Data excerpts:
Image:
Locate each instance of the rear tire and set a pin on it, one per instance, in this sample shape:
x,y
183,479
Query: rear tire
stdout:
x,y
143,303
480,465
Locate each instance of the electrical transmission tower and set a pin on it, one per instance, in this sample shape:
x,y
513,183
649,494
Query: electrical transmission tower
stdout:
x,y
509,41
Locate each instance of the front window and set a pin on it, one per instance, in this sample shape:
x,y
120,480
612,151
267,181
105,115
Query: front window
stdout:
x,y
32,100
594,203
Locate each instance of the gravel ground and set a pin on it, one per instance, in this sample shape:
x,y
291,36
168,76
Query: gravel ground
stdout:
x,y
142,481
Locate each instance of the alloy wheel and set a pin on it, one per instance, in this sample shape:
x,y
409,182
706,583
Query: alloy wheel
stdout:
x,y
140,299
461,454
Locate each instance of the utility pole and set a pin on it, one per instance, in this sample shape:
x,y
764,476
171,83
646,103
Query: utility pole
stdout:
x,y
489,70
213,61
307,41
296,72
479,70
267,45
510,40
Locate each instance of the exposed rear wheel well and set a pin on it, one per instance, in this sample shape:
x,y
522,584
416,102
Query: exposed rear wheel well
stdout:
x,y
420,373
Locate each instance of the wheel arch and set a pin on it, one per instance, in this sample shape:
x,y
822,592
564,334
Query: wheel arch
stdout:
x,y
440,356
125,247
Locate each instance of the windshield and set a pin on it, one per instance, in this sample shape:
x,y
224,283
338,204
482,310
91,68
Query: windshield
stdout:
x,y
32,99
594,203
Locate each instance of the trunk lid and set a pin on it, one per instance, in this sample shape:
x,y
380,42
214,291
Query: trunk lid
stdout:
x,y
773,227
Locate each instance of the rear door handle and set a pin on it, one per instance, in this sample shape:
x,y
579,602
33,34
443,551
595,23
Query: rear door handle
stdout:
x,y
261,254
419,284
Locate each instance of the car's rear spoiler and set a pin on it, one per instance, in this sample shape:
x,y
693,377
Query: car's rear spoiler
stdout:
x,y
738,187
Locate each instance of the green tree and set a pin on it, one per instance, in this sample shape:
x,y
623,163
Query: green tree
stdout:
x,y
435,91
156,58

*What you will do*:
Say how many lines in the entries include the word "well", with no text around the number.

*Written answer*:
2